▶ DATASET
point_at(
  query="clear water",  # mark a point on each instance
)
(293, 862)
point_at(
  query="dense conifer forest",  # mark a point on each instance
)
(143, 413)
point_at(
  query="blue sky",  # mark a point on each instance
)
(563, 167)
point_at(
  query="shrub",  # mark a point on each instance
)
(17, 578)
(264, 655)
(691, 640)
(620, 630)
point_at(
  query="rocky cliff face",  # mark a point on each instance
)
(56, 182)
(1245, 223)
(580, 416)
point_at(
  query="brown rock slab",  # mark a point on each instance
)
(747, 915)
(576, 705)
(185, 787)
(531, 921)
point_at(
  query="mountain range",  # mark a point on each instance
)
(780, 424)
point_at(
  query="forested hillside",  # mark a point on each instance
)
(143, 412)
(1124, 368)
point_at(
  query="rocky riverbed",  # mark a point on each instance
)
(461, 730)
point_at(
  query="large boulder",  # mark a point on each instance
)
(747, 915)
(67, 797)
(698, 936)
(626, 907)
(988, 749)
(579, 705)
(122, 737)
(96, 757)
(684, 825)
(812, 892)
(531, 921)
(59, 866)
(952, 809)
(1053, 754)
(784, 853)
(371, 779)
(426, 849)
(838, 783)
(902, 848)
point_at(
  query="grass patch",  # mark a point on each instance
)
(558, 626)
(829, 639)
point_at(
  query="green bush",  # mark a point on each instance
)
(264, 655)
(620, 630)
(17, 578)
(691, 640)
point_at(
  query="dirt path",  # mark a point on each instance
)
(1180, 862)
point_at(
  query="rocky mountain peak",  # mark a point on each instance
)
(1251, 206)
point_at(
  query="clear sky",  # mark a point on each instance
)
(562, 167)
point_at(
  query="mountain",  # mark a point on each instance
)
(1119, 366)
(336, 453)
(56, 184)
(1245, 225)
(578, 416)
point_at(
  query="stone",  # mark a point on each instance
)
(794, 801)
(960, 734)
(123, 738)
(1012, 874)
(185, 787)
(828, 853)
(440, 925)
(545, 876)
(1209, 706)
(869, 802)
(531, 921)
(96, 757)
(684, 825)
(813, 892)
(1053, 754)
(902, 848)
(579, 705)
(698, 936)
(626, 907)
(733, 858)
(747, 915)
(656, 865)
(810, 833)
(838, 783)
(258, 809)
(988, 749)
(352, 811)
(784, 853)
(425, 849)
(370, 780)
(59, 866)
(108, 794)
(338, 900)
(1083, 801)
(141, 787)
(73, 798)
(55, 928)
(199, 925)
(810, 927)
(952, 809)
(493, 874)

* * *

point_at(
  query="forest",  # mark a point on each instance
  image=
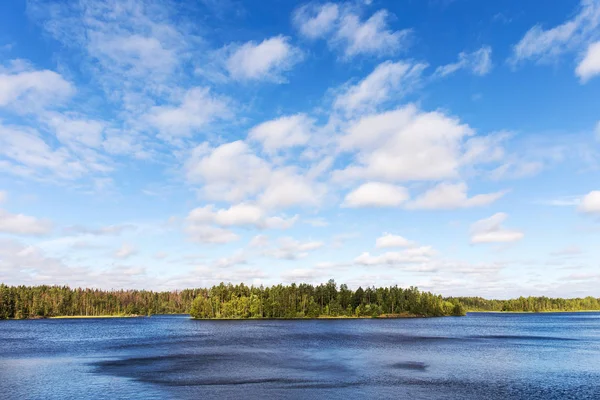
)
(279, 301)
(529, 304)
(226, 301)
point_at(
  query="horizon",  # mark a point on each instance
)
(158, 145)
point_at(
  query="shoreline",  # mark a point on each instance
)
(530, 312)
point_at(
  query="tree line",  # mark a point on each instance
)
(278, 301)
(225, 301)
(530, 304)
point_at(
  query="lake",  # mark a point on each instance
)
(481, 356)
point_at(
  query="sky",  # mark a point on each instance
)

▶ EXERCISE GOAL
How many lines of the records contain the string "mountain"? Give only the number.

▶ RESULT FOR THIS EXERCISE
3